A month later he was helping me to dig the couch grass out of my newly acquired patch, leased to me at a rental of about £3.50 a year.
Life got busier with the children growing and the increasing professional demands. I had taken up postgraduate teaching by then, with its inevitable intrusion into my time away from the surgery. Kenneth said to me "You need to watch out, doctor" and went on to enlarge "I see your ground’s not looking its best. Could be a problem there." I agreed, sheepishly. "Problem is, doctor, the women". I did not understand what he was on about. "It’s women - on the committee! Cor, they want the whole site to look like it’s been manicured!" He did what he could to help me. But things went from bad to worse, and one August we returned from a holiday to find that it had been "requisitioned" as Kenneth put it, by a fit retired couple with plenty of time on their hands. I never saw it looking so pristine. But the soul had gone out of it, I thought.
This unfortunate turn of events coincided with a deterioration in Kenneth’s health. He developed a bowel problem which worried me a bit and him a lot more. I told him I’d like him to see a specialist. I don’t think I fully appreciated the anxiety this suggestion provoked in him. At his appointment he was told he would have to have a barium enema, for this was in the days before lower intestinal tract endoscopy was the almost routine matter that it is now. He was terrified at the prospect. Not the thought of the procedure itself, but by the horror of the notion that it might cause him to be incontinent when he got home, and soil the carpet. He was not to be reassured. He quickly relapsed into profound depression, so profound that I feared that he might go so far as to make an attempt on his life. The bowel problem was put on one side, and an urgent psychiatric referral set in motion.
"Do you think they’ll give me the electric shock treatment, doctor?" He was utterly changed from the man who had helped me weed and sow on those sunny evenings the previous spring. "I do hope they will. It really brought me through the last time ..."

:: Extracted records ::

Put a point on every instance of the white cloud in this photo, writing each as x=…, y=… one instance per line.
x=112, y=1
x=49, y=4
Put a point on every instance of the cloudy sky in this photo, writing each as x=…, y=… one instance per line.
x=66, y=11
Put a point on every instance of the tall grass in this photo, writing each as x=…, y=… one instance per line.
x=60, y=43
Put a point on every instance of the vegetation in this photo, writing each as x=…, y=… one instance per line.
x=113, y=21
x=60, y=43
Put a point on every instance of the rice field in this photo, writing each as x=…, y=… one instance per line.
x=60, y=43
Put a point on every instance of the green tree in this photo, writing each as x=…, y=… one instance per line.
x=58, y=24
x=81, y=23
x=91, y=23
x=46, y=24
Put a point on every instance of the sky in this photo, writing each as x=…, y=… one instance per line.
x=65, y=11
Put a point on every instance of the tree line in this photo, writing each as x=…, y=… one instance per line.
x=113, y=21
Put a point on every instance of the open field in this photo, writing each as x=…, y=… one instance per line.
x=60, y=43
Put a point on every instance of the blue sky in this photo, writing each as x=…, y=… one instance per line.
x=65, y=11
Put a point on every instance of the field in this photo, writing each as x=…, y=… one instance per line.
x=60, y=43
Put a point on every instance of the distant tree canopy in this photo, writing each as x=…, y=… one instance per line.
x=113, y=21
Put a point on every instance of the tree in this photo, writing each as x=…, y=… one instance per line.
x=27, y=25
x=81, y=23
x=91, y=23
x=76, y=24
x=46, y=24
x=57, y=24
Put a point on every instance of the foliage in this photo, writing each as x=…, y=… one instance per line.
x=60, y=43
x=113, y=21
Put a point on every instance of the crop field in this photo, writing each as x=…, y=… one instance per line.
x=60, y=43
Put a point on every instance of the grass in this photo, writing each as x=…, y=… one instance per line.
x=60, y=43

:: Work instructions ::
1. Edit the memoir excerpt: write out the part from "Life got busier" up to and including "it, I thought." with "committee" changed to "council".
2. In the memoir excerpt, what was the yearly rental for the patch the narrator leased?
The listing has no connection to the memoir excerpt.

:: Results for the exercise ::
1.
Life got busier with the children growing and the increasing professional demands. I had taken up postgraduate teaching by then, with its inevitable intrusion into my time away from the surgery. Kenneth said to me "You need to watch out, doctor" and went on to enlarge "I see your ground’s not looking its best. Could be a problem there." I agreed, sheepishly. "Problem is, doctor, the women". I did not understand what he was on about. "It’s women - on the council! Cor, they want the whole site to look like it’s been manicured!" He did what he could to help me. But things went from bad to worse, and one August we returned from a holiday to find that it had been "requisitioned" as Kenneth put it, by a fit retired couple with plenty of time on their hands. I never saw it looking so pristine. But the soul had gone out of it, I thought.

2. About £3.50 a year.